* **Requirement**:
Can you substitute "marble pillar" for "fluted column" throughout the records below and return them otherwise unchanged, leaving out the pictures?

Begin Given entries

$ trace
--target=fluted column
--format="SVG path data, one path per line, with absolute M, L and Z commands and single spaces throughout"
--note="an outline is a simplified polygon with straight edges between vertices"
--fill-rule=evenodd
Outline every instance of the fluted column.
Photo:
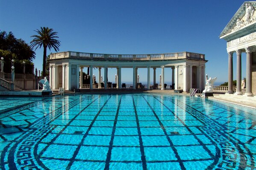
M 91 90 L 93 88 L 93 87 L 92 86 L 92 76 L 93 76 L 93 74 L 92 74 L 92 65 L 90 65 L 90 89 Z
M 147 90 L 150 90 L 150 66 L 147 66 Z
M 187 68 L 188 65 L 184 65 L 183 66 L 183 91 L 188 91 L 187 87 Z
M 65 82 L 66 81 L 66 65 L 62 65 L 62 87 L 64 90 L 65 88 Z
M 245 96 L 253 96 L 252 92 L 252 51 L 251 47 L 245 48 L 246 52 L 246 90 Z
M 119 86 L 118 86 L 118 89 L 121 89 L 122 88 L 122 85 L 121 85 L 121 67 L 118 67 L 118 82 L 119 84 Z
M 241 95 L 243 94 L 241 89 L 241 50 L 235 51 L 236 53 L 236 89 L 234 94 Z
M 165 90 L 165 66 L 164 65 L 162 65 L 161 66 L 161 68 L 162 69 L 162 82 L 161 82 L 161 84 L 162 84 L 162 88 L 161 88 L 161 90 Z
M 175 88 L 174 88 L 174 90 L 178 90 L 178 68 L 179 68 L 179 66 L 178 65 L 175 65 L 175 69 L 174 70 L 174 78 L 175 79 Z
M 155 87 L 155 84 L 156 84 L 156 68 L 154 67 L 153 68 L 153 86 Z
M 136 67 L 133 66 L 133 89 L 136 89 Z
M 227 94 L 233 94 L 233 52 L 229 52 L 228 86 Z
M 108 76 L 107 73 L 107 68 L 108 66 L 105 65 L 104 66 L 104 88 L 106 89 L 108 87 L 108 80 L 107 77 Z
M 174 82 L 174 69 L 175 68 L 172 67 L 171 68 L 171 84 L 172 85 L 173 84 L 175 83 Z
M 117 82 L 117 83 L 116 85 L 116 88 L 118 89 L 119 88 L 119 86 L 121 86 L 121 85 L 119 85 L 119 82 L 118 81 L 118 79 L 119 79 L 118 77 L 119 76 L 119 68 L 118 67 L 117 67 L 116 70 L 117 70 L 117 77 L 118 77 L 118 82 Z M 136 75 L 137 75 L 137 74 Z
M 80 88 L 83 88 L 82 85 L 82 69 L 83 67 L 80 66 Z
M 100 88 L 100 84 L 101 83 L 101 68 L 99 68 L 99 84 L 98 85 L 98 88 Z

End Given entries

* **Solution to the problem**:
$ trace
--target=marble pillar
--format="SVG path data, one path per line, with absolute M, L and Z commands and single spaces throughout"
--note="an outline is a simplified polygon with straight edges between vertices"
--fill-rule=evenodd
Outline every instance of the marble pillar.
Photo:
M 91 90 L 93 88 L 93 87 L 92 86 L 92 76 L 93 76 L 93 74 L 92 74 L 92 65 L 90 65 L 90 89 Z
M 147 90 L 150 90 L 150 66 L 147 66 Z
M 187 68 L 188 65 L 184 65 L 183 66 L 183 91 L 188 91 L 187 87 Z
M 65 82 L 66 81 L 66 65 L 62 65 L 62 87 L 64 90 L 65 88 Z
M 245 96 L 253 96 L 252 92 L 252 51 L 251 47 L 245 48 L 246 52 L 246 90 Z
M 119 86 L 118 86 L 118 89 L 121 89 L 122 88 L 122 85 L 121 85 L 121 67 L 118 67 L 118 82 L 119 84 Z
M 241 95 L 243 94 L 241 89 L 241 50 L 235 51 L 236 53 L 236 89 L 234 94 Z
M 165 90 L 165 66 L 164 65 L 162 65 L 161 66 L 161 68 L 162 69 L 162 82 L 161 82 L 161 84 L 162 84 L 162 88 L 161 88 L 161 90 Z
M 175 88 L 174 88 L 174 90 L 178 90 L 178 68 L 179 68 L 179 66 L 178 65 L 175 65 L 175 69 L 174 70 L 174 78 L 175 79 Z
M 155 87 L 155 84 L 156 84 L 156 68 L 154 67 L 153 68 L 153 86 Z
M 136 67 L 133 66 L 133 89 L 136 89 Z
M 227 94 L 233 94 L 233 52 L 229 52 L 228 86 Z
M 108 76 L 107 73 L 107 68 L 108 66 L 105 65 L 104 66 L 104 88 L 106 89 L 108 87 L 108 80 L 107 77 Z
M 174 82 L 174 69 L 175 68 L 172 67 L 171 68 L 171 84 L 172 85 L 173 84 L 175 83 Z
M 117 82 L 117 83 L 116 85 L 116 88 L 118 89 L 119 88 L 119 86 L 121 86 L 121 85 L 119 85 L 119 82 L 118 81 L 118 79 L 119 79 L 118 77 L 119 76 L 119 68 L 118 67 L 117 67 L 116 70 L 117 70 L 117 77 L 118 77 L 118 82 Z M 136 75 L 137 75 L 137 74 Z
M 80 88 L 83 88 L 82 85 L 82 69 L 83 67 L 80 66 Z
M 100 88 L 100 84 L 101 83 L 101 68 L 99 68 L 99 84 L 98 85 L 98 88 Z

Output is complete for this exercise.